Task to complete :: The entries below are to be repeated verbatim, in full.

Given data ::

------------------------------------------------------------------------

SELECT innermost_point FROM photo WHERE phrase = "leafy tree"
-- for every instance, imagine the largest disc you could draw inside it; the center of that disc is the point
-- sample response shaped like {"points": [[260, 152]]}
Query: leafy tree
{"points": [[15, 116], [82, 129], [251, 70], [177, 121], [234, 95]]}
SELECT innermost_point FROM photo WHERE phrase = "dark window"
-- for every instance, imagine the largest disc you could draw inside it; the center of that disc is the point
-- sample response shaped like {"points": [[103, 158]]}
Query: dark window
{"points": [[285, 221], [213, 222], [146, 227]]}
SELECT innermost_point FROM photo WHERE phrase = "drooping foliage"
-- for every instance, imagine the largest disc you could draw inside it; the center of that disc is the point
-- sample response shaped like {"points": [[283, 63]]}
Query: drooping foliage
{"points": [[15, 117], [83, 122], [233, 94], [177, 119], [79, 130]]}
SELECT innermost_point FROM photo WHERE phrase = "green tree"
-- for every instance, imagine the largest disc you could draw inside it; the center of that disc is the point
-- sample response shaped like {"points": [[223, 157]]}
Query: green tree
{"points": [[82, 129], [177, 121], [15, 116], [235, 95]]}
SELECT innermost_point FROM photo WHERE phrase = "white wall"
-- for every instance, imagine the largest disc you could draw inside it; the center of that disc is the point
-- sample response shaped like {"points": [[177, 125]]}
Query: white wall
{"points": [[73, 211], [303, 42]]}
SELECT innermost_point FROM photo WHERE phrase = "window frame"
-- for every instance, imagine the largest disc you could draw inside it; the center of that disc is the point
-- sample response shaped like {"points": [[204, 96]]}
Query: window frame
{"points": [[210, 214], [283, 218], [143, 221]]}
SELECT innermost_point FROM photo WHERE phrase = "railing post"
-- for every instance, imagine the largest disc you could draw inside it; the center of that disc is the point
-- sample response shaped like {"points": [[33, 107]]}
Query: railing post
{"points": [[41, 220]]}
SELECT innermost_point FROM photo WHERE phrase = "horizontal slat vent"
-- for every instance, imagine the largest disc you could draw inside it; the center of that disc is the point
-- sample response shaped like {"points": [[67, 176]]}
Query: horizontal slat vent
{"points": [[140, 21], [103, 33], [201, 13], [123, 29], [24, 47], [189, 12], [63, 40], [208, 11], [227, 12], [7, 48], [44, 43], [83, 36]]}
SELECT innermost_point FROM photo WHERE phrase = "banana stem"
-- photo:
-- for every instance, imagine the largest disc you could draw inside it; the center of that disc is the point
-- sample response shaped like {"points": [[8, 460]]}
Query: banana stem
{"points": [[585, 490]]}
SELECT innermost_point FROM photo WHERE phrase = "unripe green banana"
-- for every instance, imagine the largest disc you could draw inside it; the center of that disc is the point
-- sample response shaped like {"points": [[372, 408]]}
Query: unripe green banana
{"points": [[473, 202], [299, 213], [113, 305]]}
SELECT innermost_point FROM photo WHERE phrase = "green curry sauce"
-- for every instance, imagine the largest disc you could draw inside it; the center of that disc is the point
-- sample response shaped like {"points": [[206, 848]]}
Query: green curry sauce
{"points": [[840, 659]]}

------------------------------------------------------------------------

Result for this task ::
SELECT innermost_point FROM photo WHERE phrase = "leafy tree"
-- for every instance, imagine the largest disc you could draw inside it; the center of that disc is the point
-- sample response shaped like {"points": [[260, 152]]}
Query: leafy tree
{"points": [[15, 116], [82, 129], [251, 70], [177, 121], [234, 95]]}
SELECT innermost_point FROM photo WHERE phrase = "dark window"
-- for every instance, imagine the largest disc you could draw inside it; the center of that disc is the point
-- sample response shaped like {"points": [[103, 158]]}
Query: dark window
{"points": [[285, 221], [213, 222], [146, 227]]}
SELECT innermost_point FROM photo WHERE phrase = "drooping foliage"
-- for every instance, imagine the largest disc you could draw inside it; the center of that disc is the point
-- sample response shaped like {"points": [[283, 63]]}
Query: drooping foliage
{"points": [[15, 117], [83, 122], [233, 94], [177, 119], [79, 130]]}
SELECT innermost_point FROM photo WHERE phrase = "green tree"
-- for every instance, imagine the largest disc you could draw inside it; the center of that disc is the point
-- sample response shaped like {"points": [[223, 157]]}
Query: green tree
{"points": [[82, 129], [177, 121], [15, 116], [235, 95]]}
SELECT innermost_point FROM photo WHERE phrase = "white wall"
-- for every instance, imagine the largest disc you could draw inside it; the center of that disc is the point
-- sample response shaped like {"points": [[177, 125]]}
Query: white wall
{"points": [[73, 211], [303, 42]]}
SELECT innermost_point FROM photo WHERE phrase = "window frame"
-- for every instance, imagine the largest disc you could draw inside it; the center of that disc is the point
-- sample response shaped like {"points": [[204, 96]]}
Query: window frame
{"points": [[210, 214], [283, 218], [143, 221]]}
SELECT innermost_point FROM photo WHERE phrase = "railing post"
-- for every instance, imagine the largest disc you could draw inside it; the center of that disc is the point
-- sample response shaped like {"points": [[33, 107]]}
Query: railing post
{"points": [[41, 220]]}
SELECT innermost_point FROM photo WHERE phrase = "horizontal slat vent"
-- for every instance, imagine the largest disc you could draw inside it; the center of that disc is the point
-- sample response shaped like {"points": [[67, 176]]}
Query: horizontal slat vent
{"points": [[140, 21], [103, 33], [201, 13], [123, 29], [24, 47], [189, 12], [63, 40], [208, 11], [227, 12], [7, 48], [44, 43], [83, 36]]}
SELECT innermost_point FROM photo WHERE phrase = "banana stem"
-- photo:
-- for every instance, imagine the largest disc you could draw inside it; the center of that disc is the point
-- sample response shaped like {"points": [[8, 460]]}
Query: banana stem
{"points": [[585, 490]]}
SELECT innermost_point FROM photo WHERE phrase = "unripe green banana"
-- for every instance, imagine the largest disc you could draw inside it; the center of that disc is the point
-- sample response shaped like {"points": [[372, 408]]}
Query: unripe green banana
{"points": [[473, 202], [299, 213], [113, 305]]}
SELECT innermost_point FROM photo WHERE phrase = "green curry sauce"
-- for every instance, imagine the largest disc you could draw inside it; the center of that disc is the point
-- sample response shaped like {"points": [[206, 848]]}
Query: green curry sauce
{"points": [[840, 659]]}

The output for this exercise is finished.